■ Excerpt:
If you have enough will and enough time, go for it. It is essential to have a good teacher. It will save you a lot of time in comparison with learning according to a YouTube tutorial. Also, don't expect to become a virtuoso. Virtuosos usually learn to play the violin from a very early age (some start when they're three years old), but you can learn enough to become a part of a folk-rock band. Start learning with a violin for beginners, and then you can move to some more sophisticated violins. Inform yourself on some relevant websites, and also talk to the pros. Keep a good spirit and good luck!


----------



## Alina

I started learning violin at 25 years of age. Before that, I had no knowledge about it. I did not even know how to hold a violin.
I got help from a website which guided me of the right instruments, practice tips.
Sharing the link of the website with you : https://fiddlersguide.com/
Hope so it helps you, just like it was of great help for me.


----------



## Alina

*Violin Learning Guide*

I started learning violin at 25 years of age. Before that, I had no knowledge about it. I did not even know how to hold a violin.
I got help from a website which guided me of the right instruments, practice tips.
Sharing the link of the website with you : https://fiddlersguide.com/
Hope so it helps you, just like it was of great help for me.


----------



## Will Roberts

senza sordino said:


> I started as an adult, but that was twenty years ago. It's hard to asses a violin without being able to play well, so buying an instrument as a beginner is difficult. A violin seller could give you a Stradivari to try, but as a beginner it'll sound pretty rough. So will a $200 instrument. Perhaps try a rent to own first.
> 
> I suggest you get yourself a teacher. A good teacher will show you the basics without any sloppy habits. A good tone takes time and good technique. It takes no time at all to make a good sound on a piano, it takes much longer on the violin. Don't let that fact stop you though. And a good teacher can help assess any violin you hope to buy.

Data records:

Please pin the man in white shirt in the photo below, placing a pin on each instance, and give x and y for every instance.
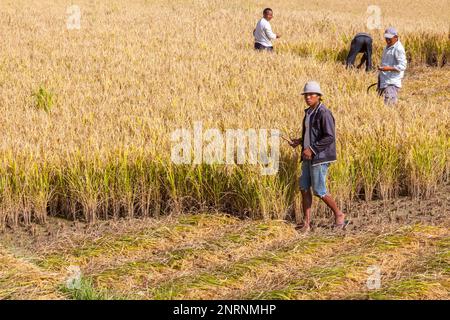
(393, 66)
(263, 32)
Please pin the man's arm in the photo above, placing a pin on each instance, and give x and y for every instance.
(328, 135)
(268, 30)
(400, 57)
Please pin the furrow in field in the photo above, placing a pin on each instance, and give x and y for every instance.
(20, 279)
(191, 259)
(335, 276)
(118, 248)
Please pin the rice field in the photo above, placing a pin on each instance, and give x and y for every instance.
(86, 121)
(219, 256)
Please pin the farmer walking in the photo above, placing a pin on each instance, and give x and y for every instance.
(393, 66)
(263, 32)
(318, 152)
(361, 43)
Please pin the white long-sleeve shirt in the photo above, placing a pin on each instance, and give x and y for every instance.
(263, 33)
(393, 56)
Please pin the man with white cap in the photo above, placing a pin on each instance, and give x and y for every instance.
(318, 152)
(393, 66)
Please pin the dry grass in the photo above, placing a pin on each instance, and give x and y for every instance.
(251, 260)
(87, 114)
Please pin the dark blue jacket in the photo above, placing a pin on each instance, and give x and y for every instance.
(322, 135)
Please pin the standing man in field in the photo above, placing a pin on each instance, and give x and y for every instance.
(263, 32)
(361, 43)
(318, 152)
(393, 66)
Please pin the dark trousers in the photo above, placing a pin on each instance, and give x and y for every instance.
(360, 44)
(259, 46)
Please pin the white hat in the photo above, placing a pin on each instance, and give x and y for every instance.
(312, 87)
(390, 33)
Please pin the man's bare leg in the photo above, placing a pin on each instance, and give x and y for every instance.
(306, 206)
(339, 217)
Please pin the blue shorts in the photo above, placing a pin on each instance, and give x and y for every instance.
(315, 177)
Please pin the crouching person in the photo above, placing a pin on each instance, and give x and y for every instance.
(318, 143)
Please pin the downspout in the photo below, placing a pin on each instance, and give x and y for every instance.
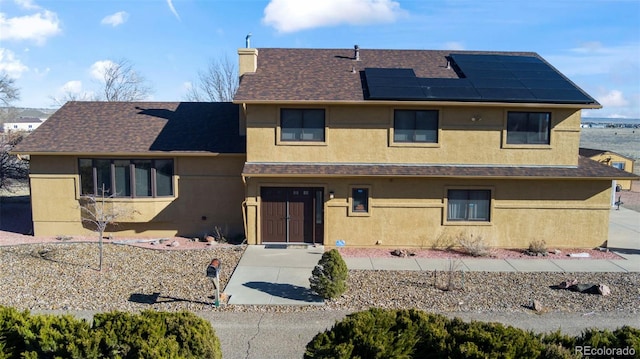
(244, 210)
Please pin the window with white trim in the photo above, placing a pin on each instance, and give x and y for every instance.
(468, 205)
(415, 126)
(528, 128)
(126, 177)
(302, 125)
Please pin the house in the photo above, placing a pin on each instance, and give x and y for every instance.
(175, 165)
(26, 124)
(611, 159)
(343, 146)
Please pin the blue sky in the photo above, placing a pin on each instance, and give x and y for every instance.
(52, 47)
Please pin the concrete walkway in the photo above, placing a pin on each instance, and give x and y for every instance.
(274, 275)
(277, 275)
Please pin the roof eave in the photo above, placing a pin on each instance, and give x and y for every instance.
(307, 175)
(127, 154)
(420, 103)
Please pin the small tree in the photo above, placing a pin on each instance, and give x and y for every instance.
(11, 166)
(9, 92)
(329, 277)
(123, 83)
(100, 214)
(218, 83)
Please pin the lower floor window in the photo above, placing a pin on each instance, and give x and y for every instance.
(126, 177)
(468, 205)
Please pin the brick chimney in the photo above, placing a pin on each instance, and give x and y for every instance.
(248, 61)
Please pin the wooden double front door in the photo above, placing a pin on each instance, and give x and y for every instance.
(292, 214)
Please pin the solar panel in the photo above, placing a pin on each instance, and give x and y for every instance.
(505, 94)
(424, 82)
(534, 83)
(570, 95)
(452, 93)
(388, 72)
(484, 77)
(498, 83)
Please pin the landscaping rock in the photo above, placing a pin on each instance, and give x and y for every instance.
(603, 289)
(537, 306)
(585, 288)
(568, 283)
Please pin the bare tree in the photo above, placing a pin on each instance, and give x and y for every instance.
(123, 83)
(11, 166)
(100, 214)
(71, 96)
(218, 83)
(8, 90)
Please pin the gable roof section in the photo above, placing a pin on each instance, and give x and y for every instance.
(333, 75)
(591, 152)
(138, 128)
(586, 169)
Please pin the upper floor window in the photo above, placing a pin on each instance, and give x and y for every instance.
(468, 205)
(415, 126)
(126, 177)
(528, 128)
(618, 165)
(302, 125)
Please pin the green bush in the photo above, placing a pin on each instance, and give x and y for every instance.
(156, 335)
(45, 336)
(329, 277)
(113, 335)
(379, 333)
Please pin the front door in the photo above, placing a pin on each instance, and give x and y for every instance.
(291, 214)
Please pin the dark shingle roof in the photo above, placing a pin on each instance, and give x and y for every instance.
(590, 152)
(328, 75)
(138, 128)
(24, 120)
(586, 169)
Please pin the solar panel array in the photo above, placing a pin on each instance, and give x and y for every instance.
(486, 78)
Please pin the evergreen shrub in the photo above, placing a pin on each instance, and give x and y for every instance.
(329, 277)
(149, 334)
(410, 333)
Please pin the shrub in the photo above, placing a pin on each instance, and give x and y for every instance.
(113, 335)
(473, 246)
(537, 246)
(329, 277)
(45, 336)
(153, 334)
(410, 333)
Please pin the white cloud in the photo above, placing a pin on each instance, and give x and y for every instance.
(295, 15)
(9, 64)
(173, 9)
(98, 68)
(116, 19)
(36, 27)
(27, 4)
(74, 86)
(613, 98)
(454, 45)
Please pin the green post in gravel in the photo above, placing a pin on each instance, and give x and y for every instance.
(329, 277)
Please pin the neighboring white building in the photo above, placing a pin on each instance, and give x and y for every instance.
(21, 124)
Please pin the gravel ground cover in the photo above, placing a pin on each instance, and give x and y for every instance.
(64, 276)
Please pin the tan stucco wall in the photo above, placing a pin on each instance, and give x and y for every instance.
(411, 212)
(208, 192)
(609, 157)
(362, 134)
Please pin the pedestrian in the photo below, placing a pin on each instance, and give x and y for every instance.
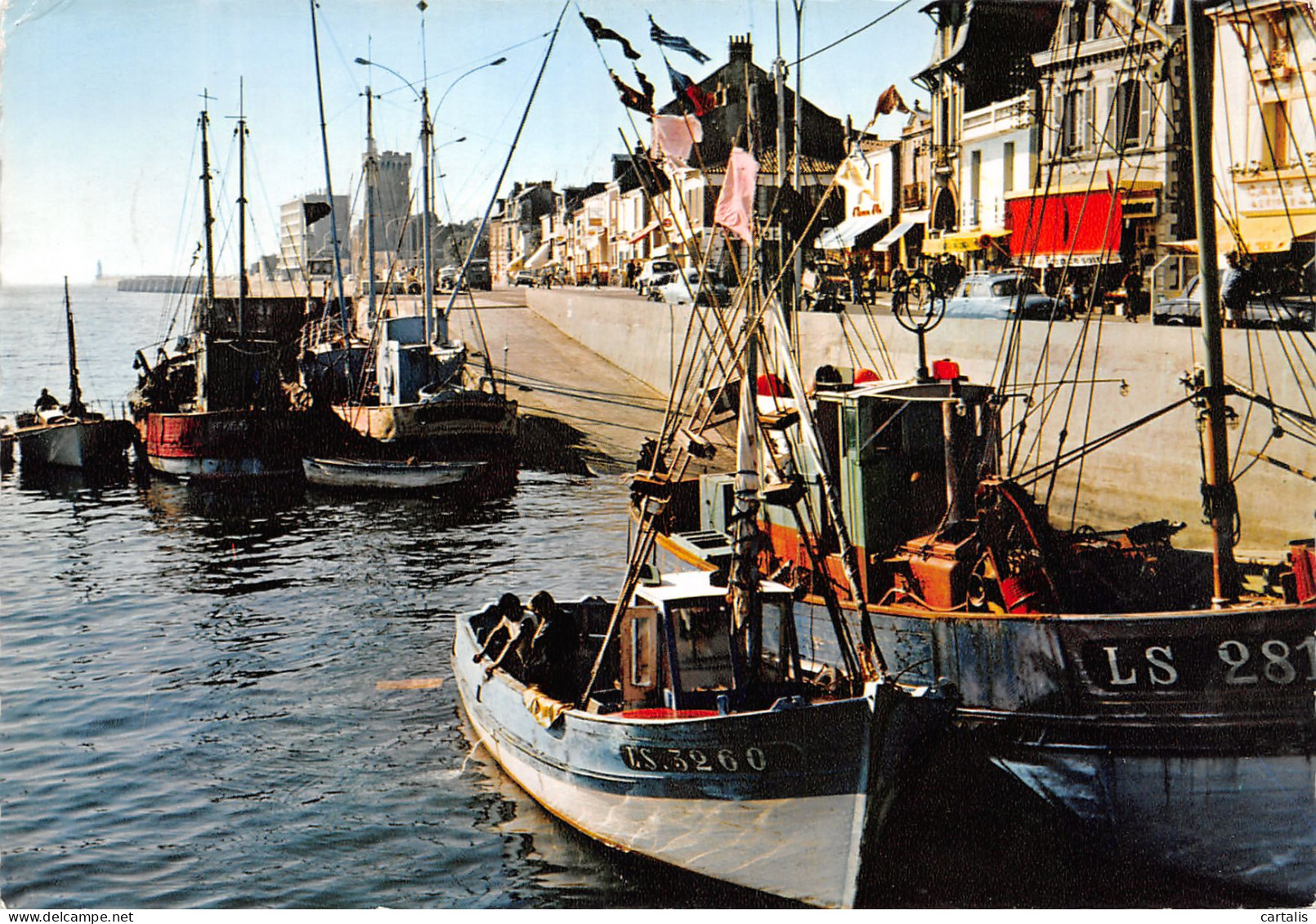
(1234, 290)
(1134, 294)
(899, 288)
(856, 274)
(1050, 280)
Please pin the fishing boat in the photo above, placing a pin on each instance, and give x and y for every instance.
(410, 413)
(222, 402)
(1161, 698)
(70, 436)
(685, 721)
(416, 477)
(687, 724)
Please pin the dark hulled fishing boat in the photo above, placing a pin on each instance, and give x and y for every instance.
(1160, 697)
(71, 436)
(224, 400)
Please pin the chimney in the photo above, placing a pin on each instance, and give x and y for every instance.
(740, 49)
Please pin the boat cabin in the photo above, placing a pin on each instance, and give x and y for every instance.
(677, 652)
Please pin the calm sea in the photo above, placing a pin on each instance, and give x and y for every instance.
(190, 715)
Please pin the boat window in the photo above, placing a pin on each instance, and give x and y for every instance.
(703, 646)
(642, 649)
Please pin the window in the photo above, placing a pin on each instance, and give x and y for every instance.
(1128, 112)
(1072, 123)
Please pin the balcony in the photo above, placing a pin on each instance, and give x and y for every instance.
(998, 118)
(914, 196)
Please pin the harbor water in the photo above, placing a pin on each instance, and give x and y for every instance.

■ Goal 1: In the violin-learning thread, at what age did Alina start learning the violin?
■ Goal 2: Translate this sentence from the violin-learning thread into Spanish: "A good teacher will show you the basics without any sloppy habits."
■ Goal 3: Continue the violin-learning thread from its last sentence.

■ Exercise answer 1: At 25 years of age.

■ Exercise answer 2: Un buen profesor te enseñará lo básico sin ningún mal hábito.

■ Exercise answer 3:
> 
> It's difficult to answer "how difficult is learning the violin?" Each instrument has its difficulties. You can immediately make a piano sound great with one finger, but to play with all ten takes time. With a violin you will usually only need to make one note sound at a time, but it's all about tone and intonation, vibrato and the quality of sound.
> 
> The nice thing about violin is that you can probably find some amateur orchestras to play with. There is nothing more thrilling than sitting in an orchestra playing a full symphony. Pianists or guitar players don't get to do that.


This is a really hand thread, thank you especially for this contribution which is an excellent bit of inspiring realism! My wife wants to learn the violin (at 32). Being a 'cellist and teacher I thought I could probably guide her through the basics but it turns out, unsurprisingly, more research is necessary. Anyway this is all really helpful so thanks to everyone who contributed above.


----------



## Vladviolin

Hi everyone, 
Just wanted to share that I am a violin teacher and if anyone decides to take private lessons, here is my website https://theviolinlessons.com , just one more opportunity to improve violin playing, thank you


----------



## Enthalpy

Others already wrote it, so I confirm:

Every single instrument helps you mightily to learn a new one, even if the movements differ a lot. Not just to read the notes and apply training techniques. I just wonder why.
I suppose learning the violin demands a professor. There's so much to do wrongly!
There are far too many violinists. The *viola* is badly in demand and its scores use to be easier, advantage and drawback.
The best student of my first professor had played the piano before starting the violin at 10. She's now a professional violinist and violist. I know no example of a professional violinist who started music at 10.

My second professor played the guitar and the French horn before starting the violin at 12. She plays magnificently and is a professional.

The piano and the violin are fully compatible. Julia Fischer gives concerts on both.

Apparently your choice is already made... But did you consider the *bassoon*? It's hugely in demand. Klaus Thunemann learned the piano before starting the bassoon at 18, and so did Alexandre Silverio at 15. Playing it lets synchronize opposite movements of the 10 fingers, maybe the piano helps.


----------



## skroderider

This is an old thread, and others have expressed similar thoughts - but I wanted to reconfirm some of them from personal experience. I learnt the classical guitar for some years, and then moved to the violin (the reason being I could not find a teacher who could guide me after a certain stage) when I was 36. What I learnt in terms of music theory, sight reading, practice strategies in guitar - all carried over to violin as well.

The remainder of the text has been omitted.